*Request A*. Reproduce a passage of the sermon word for word, starting at the words "So the Lord" and stopping after "Me your partner.".
*Request B*. Pick up the sermon on Malachi 3:10 after its last line and keep writing it in the same voice.

*Given text*.

⁂

PRACTICING THE PROMISES OF GOD

Dr. W. A. Criswell

Malachi 3:10

10-14-90    10:50 a.m.

 

 

This is the pastor of the church bringing the message: God is for us, He is not against us.  God seeks to bless us, and if we will listen to His voice, wonderful remembrances like a floodgate from God’s glory itself will be poured out upon us, if we will just look to the Lord as a partner and work with Him in receiving the holy and divine blessings He has in store for us. 

So the Lord speaks:

 

Bring ye all the tithes into the storehouse, that there may be substance in Mine house, And prove Me, bachan, test Me, try Me, prove Me, saith the Lord of hosts, if I will not open you the arubbovt, translated here windows, flood gates, arubbovt, the flood gates of heaven, and pour you out a blessing, that there shall not be room enough to receive it. 

I will rebuke the devourer for your sakes, he shall not destroy the fruits of your ground; neither shall your vine cast her fruit before the time in the field, saith the Lord of hosts.

[Malachi 3:10-11]

 

If you will just make Me your partner.

⁂

*Data entries*.
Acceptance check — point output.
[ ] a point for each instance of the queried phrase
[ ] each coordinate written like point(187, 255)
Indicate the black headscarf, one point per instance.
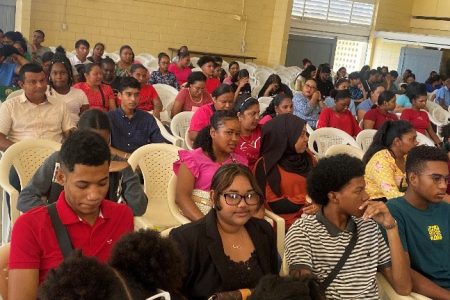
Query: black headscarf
point(278, 148)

⁂

*Task output A*.
So the Lord speaks:

 

Bring ye all the tithes into the storehouse, that there may be substance in Mine house, And prove Me, bachan, test Me, try Me, prove Me, saith the Lord of hosts, if I will not open you the arubbovt, translated here windows, flood gates, arubbovt, the flood gates of heaven, and pour you out a blessing, that there shall not be room enough to receive it. 

I will rebuke the devourer for your sakes, he shall not destroy the fruits of your ground; neither shall your vine cast her fruit before the time in the field, saith the Lord of hosts.

[Malachi 3:10-11]

 

If you will just make Me your partner.

*Task output B*.
And He avows, "Try Me, bachan, try Me, prove Me, test Me and see if I do not keep My word."  If you want a blessing in your house, and home, and business, and life, destiny, if you want God for you, to pour out a floodgate of blessings upon you, He says, "Try Me, prove Me, and see if I will not keep My word." 

 

I wonder why the Lord did ask for tithes from you and me,  

When all the treasures of the earth are His eternally; 

 

And why should He depend upon us to fill His house with meat,  

When we have so very little and His storehouse is replete? 

 

But He said to bring our little and He would add His much, 

Then all the heavenly windows would be opened at His touch.

 

Blessings running over even more than has been told, 

Will be ours; but there’s no promise if His portion we withhold.  

 

Are we afraid to prove Him?  Are you?  Do you hesitate? 

 

Are we afraid to prove Him? Is our faith and love so small,  

That we tightly grasp our little when He freely gave us all? 

["On Tithing," Roselyn C. Steere]

 

May I apply that in our lives three ways?  First, material prosperity; second, spiritual prosperity; and third, heaven prosperity.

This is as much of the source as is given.